Images do not belong in the copy. Retype all the entries below exactly.

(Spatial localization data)
·····
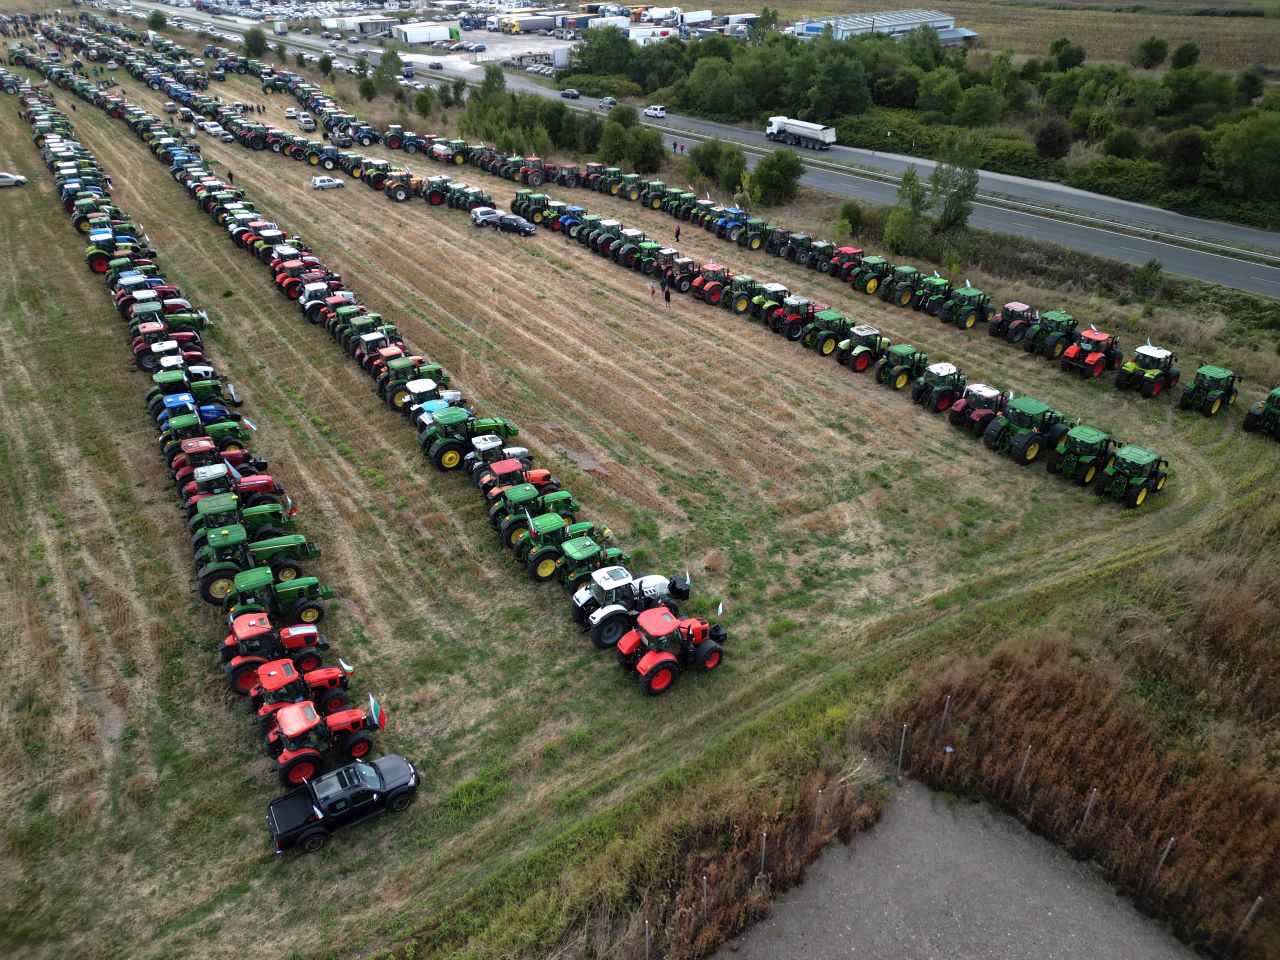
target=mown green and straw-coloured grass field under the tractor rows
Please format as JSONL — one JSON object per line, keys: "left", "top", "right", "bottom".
{"left": 0, "top": 58, "right": 1280, "bottom": 957}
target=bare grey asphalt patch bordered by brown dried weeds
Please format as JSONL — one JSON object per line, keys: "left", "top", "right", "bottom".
{"left": 713, "top": 783, "right": 1196, "bottom": 960}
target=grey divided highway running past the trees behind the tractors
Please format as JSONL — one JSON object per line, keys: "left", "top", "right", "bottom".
{"left": 124, "top": 0, "right": 1280, "bottom": 297}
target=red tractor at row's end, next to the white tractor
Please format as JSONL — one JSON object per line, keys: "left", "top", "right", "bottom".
{"left": 617, "top": 607, "right": 724, "bottom": 696}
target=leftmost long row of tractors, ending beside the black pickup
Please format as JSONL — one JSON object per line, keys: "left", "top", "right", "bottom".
{"left": 12, "top": 74, "right": 387, "bottom": 785}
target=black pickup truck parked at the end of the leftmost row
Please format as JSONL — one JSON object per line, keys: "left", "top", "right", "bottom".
{"left": 266, "top": 754, "right": 419, "bottom": 854}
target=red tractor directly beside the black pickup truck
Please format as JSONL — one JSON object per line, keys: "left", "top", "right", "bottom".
{"left": 262, "top": 696, "right": 387, "bottom": 787}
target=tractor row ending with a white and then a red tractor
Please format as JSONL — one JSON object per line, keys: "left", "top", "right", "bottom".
{"left": 22, "top": 48, "right": 724, "bottom": 695}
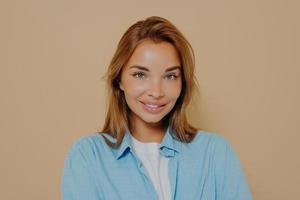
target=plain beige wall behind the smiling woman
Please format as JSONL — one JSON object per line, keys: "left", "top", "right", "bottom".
{"left": 0, "top": 0, "right": 300, "bottom": 200}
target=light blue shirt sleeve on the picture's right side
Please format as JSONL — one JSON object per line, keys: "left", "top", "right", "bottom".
{"left": 215, "top": 136, "right": 252, "bottom": 200}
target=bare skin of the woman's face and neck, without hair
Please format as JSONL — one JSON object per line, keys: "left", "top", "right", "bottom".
{"left": 120, "top": 40, "right": 182, "bottom": 143}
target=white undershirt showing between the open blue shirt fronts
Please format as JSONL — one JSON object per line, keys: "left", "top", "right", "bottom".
{"left": 131, "top": 136, "right": 171, "bottom": 200}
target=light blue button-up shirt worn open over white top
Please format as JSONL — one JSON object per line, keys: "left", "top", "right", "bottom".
{"left": 61, "top": 127, "right": 252, "bottom": 200}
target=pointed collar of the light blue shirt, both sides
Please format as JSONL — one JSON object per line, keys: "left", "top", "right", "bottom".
{"left": 114, "top": 126, "right": 181, "bottom": 160}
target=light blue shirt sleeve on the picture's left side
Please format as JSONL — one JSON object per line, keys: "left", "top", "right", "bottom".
{"left": 61, "top": 139, "right": 101, "bottom": 200}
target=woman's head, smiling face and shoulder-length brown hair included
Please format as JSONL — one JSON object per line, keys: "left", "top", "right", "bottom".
{"left": 101, "top": 16, "right": 196, "bottom": 147}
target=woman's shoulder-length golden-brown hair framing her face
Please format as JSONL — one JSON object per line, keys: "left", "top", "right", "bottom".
{"left": 99, "top": 16, "right": 197, "bottom": 148}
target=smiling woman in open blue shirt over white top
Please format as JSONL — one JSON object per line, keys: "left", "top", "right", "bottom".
{"left": 61, "top": 16, "right": 252, "bottom": 200}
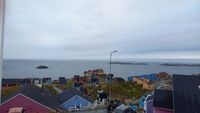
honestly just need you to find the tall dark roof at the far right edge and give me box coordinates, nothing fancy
[173,75,200,113]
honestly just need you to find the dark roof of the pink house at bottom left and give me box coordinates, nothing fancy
[2,85,59,110]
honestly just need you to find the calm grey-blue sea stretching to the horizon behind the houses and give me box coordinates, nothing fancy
[3,59,200,80]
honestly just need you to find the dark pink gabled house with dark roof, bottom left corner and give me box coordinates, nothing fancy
[0,85,60,113]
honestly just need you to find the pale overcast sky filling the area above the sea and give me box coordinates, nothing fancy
[4,0,200,59]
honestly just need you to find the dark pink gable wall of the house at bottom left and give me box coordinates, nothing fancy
[0,95,53,113]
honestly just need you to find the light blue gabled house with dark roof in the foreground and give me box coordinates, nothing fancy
[58,88,94,110]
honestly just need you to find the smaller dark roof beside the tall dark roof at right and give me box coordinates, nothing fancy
[153,89,173,110]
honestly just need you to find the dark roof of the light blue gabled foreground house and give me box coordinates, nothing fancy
[57,88,94,104]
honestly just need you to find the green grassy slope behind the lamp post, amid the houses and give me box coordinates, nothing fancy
[87,80,145,101]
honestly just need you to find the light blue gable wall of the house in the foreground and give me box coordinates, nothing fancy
[61,95,91,109]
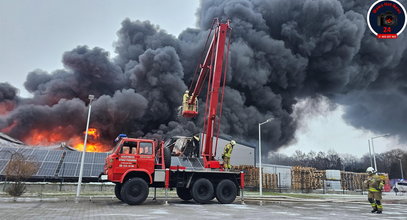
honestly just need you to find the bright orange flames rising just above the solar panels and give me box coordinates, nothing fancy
[19,127,111,152]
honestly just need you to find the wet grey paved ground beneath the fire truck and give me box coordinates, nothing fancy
[0,193,407,220]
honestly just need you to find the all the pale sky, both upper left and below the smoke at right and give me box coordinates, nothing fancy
[0,0,405,156]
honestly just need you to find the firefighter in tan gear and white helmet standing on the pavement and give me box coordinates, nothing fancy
[364,167,384,214]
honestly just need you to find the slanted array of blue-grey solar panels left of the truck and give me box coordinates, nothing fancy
[0,146,109,178]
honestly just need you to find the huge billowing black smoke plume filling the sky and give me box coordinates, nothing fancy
[0,0,407,155]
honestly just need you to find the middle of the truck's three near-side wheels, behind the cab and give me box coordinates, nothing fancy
[191,178,214,204]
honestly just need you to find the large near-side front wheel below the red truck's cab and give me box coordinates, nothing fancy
[120,177,149,205]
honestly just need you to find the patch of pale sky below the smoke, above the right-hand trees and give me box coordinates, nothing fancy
[279,102,405,156]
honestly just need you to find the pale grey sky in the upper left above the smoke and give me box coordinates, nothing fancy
[0,0,199,96]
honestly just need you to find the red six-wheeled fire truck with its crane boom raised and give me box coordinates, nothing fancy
[101,19,244,205]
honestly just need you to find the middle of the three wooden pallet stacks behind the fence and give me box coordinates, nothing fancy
[291,166,325,190]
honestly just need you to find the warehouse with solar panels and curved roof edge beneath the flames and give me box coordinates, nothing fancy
[0,133,108,182]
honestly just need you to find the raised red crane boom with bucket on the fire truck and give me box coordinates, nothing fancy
[182,20,231,168]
·····
» **WRITTEN RESPONSE**
target=mown green and straw-coloured grass field under the tractor rows
Please format as JSONL — one JSON object per line, keys: "left", "top", "right", "bottom".
{"left": 0, "top": 58, "right": 1280, "bottom": 957}
target=bare grey asphalt patch bordered by brown dried weeds
Please format as JSONL — one JSON object per line, keys: "left", "top", "right", "bottom".
{"left": 713, "top": 783, "right": 1196, "bottom": 960}
target=grey divided highway running past the trees behind the tractors
Please format as JSONL — one JSON object per line, keys: "left", "top", "right", "bottom".
{"left": 124, "top": 0, "right": 1280, "bottom": 297}
target=red tractor at row's end, next to the white tractor
Please format as JSONL — one JSON object per line, keys: "left", "top", "right", "bottom".
{"left": 617, "top": 607, "right": 724, "bottom": 696}
target=leftmost long row of tractors, ending beside the black pickup
Please format as JSONL — one JSON object per line, keys: "left", "top", "right", "bottom".
{"left": 12, "top": 74, "right": 387, "bottom": 785}
target=black pickup truck parked at the end of the leftmost row
Please format as JSONL — one JSON object per line, keys: "left", "top", "right", "bottom".
{"left": 266, "top": 754, "right": 419, "bottom": 854}
target=red tractor directly beside the black pickup truck
Please format as JSONL — one JSON object per line, keys: "left", "top", "right", "bottom".
{"left": 262, "top": 696, "right": 387, "bottom": 787}
target=tractor row ending with a white and then a red tractor
Please format as JSONL — one JSON object per line, keys: "left", "top", "right", "bottom".
{"left": 22, "top": 48, "right": 724, "bottom": 695}
target=plain beige wall behind the smiling woman
Please format as JSONL — one JSON object per line, keys: "left", "top", "right", "bottom".
{"left": 0, "top": 0, "right": 300, "bottom": 200}
target=light blue shirt sleeve on the picture's right side
Please format as JSONL — one JSON object per line, keys: "left", "top", "right", "bottom".
{"left": 215, "top": 136, "right": 252, "bottom": 200}
target=bare skin of the woman's face and neck, without hair
Please format as JSONL — one JSON object per line, keys: "left", "top", "right", "bottom".
{"left": 120, "top": 40, "right": 182, "bottom": 143}
target=white undershirt showing between the open blue shirt fronts
Please format as JSONL — one JSON object per line, keys: "left", "top", "right", "bottom".
{"left": 131, "top": 136, "right": 171, "bottom": 200}
target=light blue button-up shirt worn open over white top
Please format as JSONL — one JSON object per line, keys: "left", "top", "right", "bottom".
{"left": 61, "top": 127, "right": 252, "bottom": 200}
target=pointed collar of the light blue shirt, both sides
Please format as JSONL — one JSON object per line, keys: "left", "top", "right", "bottom".
{"left": 114, "top": 126, "right": 181, "bottom": 160}
target=light blue shirt sleeve on the picture's left side
Please format as JSONL — one JSON object per line, keys: "left", "top", "right", "bottom".
{"left": 61, "top": 139, "right": 101, "bottom": 200}
target=woman's head, smiling face and shoulder-length brown hair included
Please format as JSONL — one JSON object per line, keys: "left", "top", "right", "bottom".
{"left": 101, "top": 16, "right": 196, "bottom": 147}
target=woman's shoulder-length golden-brown hair framing her face
Please format as JSONL — one JSON object per line, keys: "left", "top", "right", "bottom".
{"left": 99, "top": 16, "right": 197, "bottom": 148}
target=smiling woman in open blue shirt over white top
Please format as JSONL — one JSON object per line, keys: "left", "top", "right", "bottom".
{"left": 61, "top": 16, "right": 252, "bottom": 200}
honestly just need you to find the tall dark roof at the far right edge and give me box coordinates, nothing fancy
[173,75,200,113]
honestly just need you to find the dark roof of the pink house at bottom left and give me box coordinates, nothing fancy
[2,85,59,110]
honestly just need you to find the calm grey-blue sea stretching to the horizon behind the houses and give me box coordinates, nothing fancy
[3,59,200,80]
honestly just need you to find the dark pink gabled house with dark roof, bottom left corner and give me box coordinates, nothing fancy
[0,85,60,113]
honestly just need you to find the pale overcast sky filling the area above the sea and give me box coordinates, nothing fancy
[4,0,200,59]
honestly just need you to find the dark pink gable wall of the house at bottom left and give me box coordinates, nothing fancy
[0,95,53,113]
honestly just need you to find the light blue gabled house with dark roof in the foreground and give me box coordinates, nothing fancy
[58,88,94,110]
honestly just need you to find the smaller dark roof beside the tall dark roof at right and give me box coordinates, nothing fancy
[153,89,173,110]
honestly just need you to find the dark roof of the light blue gabled foreground house and give me box coordinates, nothing fancy
[57,88,94,104]
honestly just need you to find the green grassy slope behind the lamp post, amid the houses and give me box coordinates, nothing fancy
[87,80,145,101]
honestly just need you to find the light blue gable wall of the house in the foreground and give me box coordinates, nothing fancy
[61,95,91,109]
honestly just need you to find the bright orange flames rising just above the solar panels and give me box coordinates, nothing fancy
[19,127,111,152]
honestly just need you to find the wet grey paved ground beneath the fire truck and give me box coordinates, nothing fancy
[0,193,407,220]
honestly just need you to find the all the pale sky, both upper left and below the smoke at right and give me box coordinates, nothing fancy
[0,0,405,156]
honestly just need you to find the firefighter in tan gear and white helmet standing on the pavement and give me box coordinates, nothing fancy
[364,167,384,214]
honestly just need you to find the slanted array of blue-grey solar panels left of the truck and give me box coordinates, nothing fancy
[0,146,109,178]
honestly just need you to find the huge billowing black smoke plume filling the sky and give me box coordinates, nothing fancy
[0,0,407,155]
honestly just need you to find the middle of the truck's three near-side wheels, behind the cab and give me box coordinates, nothing fancy
[191,178,214,204]
honestly just need you to find the large near-side front wheel below the red truck's cab and give me box coordinates, nothing fancy
[120,177,149,205]
honestly just need you to find the patch of pale sky below the smoke, above the right-hand trees and give me box coordinates, nothing fancy
[279,102,405,156]
honestly just need you to find the pale grey sky in the upper left above the smoke and give me box coordinates, nothing fancy
[0,0,199,96]
honestly just need you to find the red six-wheeled fire truck with its crane boom raised and give me box coordinates, nothing fancy
[101,19,244,205]
honestly just need you to find the middle of the three wooden pallet stacks behind the fence and give me box coordinates, nothing fancy
[291,166,325,190]
honestly just need you to find the warehouse with solar panels and curved roof edge beneath the flames and give me box coordinates, nothing fancy
[0,133,108,182]
honestly just need you to find the raised red crane boom with bucket on the fire truck and give me box coordinates, nothing fancy
[182,20,231,168]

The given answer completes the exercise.